[BEGIN RECORDS PROVIDED]

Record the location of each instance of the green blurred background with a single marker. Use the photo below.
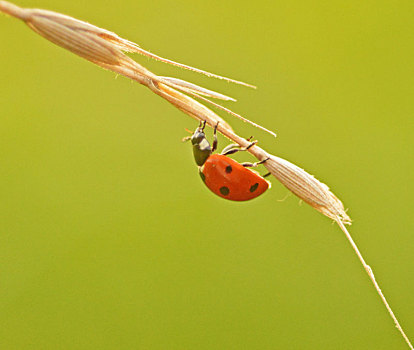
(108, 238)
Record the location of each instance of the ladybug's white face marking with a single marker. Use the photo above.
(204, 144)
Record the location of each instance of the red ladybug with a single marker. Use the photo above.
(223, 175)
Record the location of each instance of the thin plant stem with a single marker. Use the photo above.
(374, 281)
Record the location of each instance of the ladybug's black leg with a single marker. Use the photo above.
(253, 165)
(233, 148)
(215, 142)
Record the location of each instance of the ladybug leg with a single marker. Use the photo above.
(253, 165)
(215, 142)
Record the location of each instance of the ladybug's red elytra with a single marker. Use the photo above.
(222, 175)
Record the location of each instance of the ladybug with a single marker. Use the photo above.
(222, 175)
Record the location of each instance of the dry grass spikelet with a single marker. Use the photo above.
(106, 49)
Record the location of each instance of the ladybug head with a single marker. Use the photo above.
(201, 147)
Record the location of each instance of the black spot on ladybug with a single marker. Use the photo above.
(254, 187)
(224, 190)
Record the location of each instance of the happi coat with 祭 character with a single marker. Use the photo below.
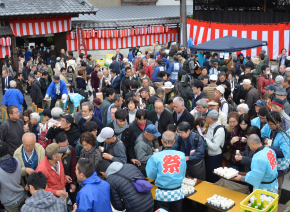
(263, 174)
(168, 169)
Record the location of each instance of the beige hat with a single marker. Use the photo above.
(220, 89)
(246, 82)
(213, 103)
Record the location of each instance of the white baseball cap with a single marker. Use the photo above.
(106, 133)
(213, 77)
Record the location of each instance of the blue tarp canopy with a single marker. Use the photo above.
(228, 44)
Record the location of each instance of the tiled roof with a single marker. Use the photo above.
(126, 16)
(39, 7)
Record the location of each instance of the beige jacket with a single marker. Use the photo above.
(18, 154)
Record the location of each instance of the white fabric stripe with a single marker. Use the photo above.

[END RECORDS PROVIDED]
[BEGIN RECORDS PROVIDED]

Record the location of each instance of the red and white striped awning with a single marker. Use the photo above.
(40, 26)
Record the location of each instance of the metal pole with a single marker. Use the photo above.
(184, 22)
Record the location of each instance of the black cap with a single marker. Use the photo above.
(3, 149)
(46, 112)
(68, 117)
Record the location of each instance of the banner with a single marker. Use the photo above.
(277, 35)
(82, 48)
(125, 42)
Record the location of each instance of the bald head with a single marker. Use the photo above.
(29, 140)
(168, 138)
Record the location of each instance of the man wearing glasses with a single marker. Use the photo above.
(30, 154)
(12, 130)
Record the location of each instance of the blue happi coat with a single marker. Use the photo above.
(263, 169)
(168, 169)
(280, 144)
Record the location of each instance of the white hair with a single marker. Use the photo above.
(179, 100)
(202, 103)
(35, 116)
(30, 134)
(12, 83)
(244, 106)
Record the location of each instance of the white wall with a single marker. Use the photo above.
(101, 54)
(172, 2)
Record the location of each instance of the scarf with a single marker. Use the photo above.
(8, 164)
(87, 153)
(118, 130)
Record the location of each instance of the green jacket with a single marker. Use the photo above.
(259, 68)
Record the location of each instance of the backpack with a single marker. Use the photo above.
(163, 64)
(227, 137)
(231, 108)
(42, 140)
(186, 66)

[END RECORDS PROVIDED]
[BEGIN RECORDS PROVIDED]

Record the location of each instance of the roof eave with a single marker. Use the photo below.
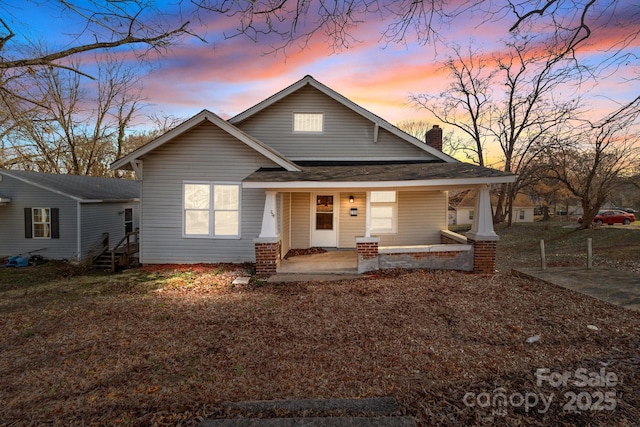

[END RECORDS PROVIDED]

• _THE PROBLEM_: List each line of the data above that contains the string "ladybug".

• _THE REPLY_:
Record the location of each instance of the ladybug's white face marking with a single marker. Use the photo above.
Record the location of each instance of the red ladybug with a single marker. Use the photo above.
Record the location of each instance of the ladybug's black leg with a single marker. Use the photo above.
Record the location of each instance of the ladybug leg with a single marker. Use the photo above.
Record the location of each instance of the ladybug's red elytra with a single marker. Use the photo above.
Record the location of each instance of the ladybug with a single marker. Use the photo above.
Record the location of each instance of the ladybug head with a single marker. Use the photo above.
Record the location of each instance of the black spot on ladybug with a single marker. Use the photo above.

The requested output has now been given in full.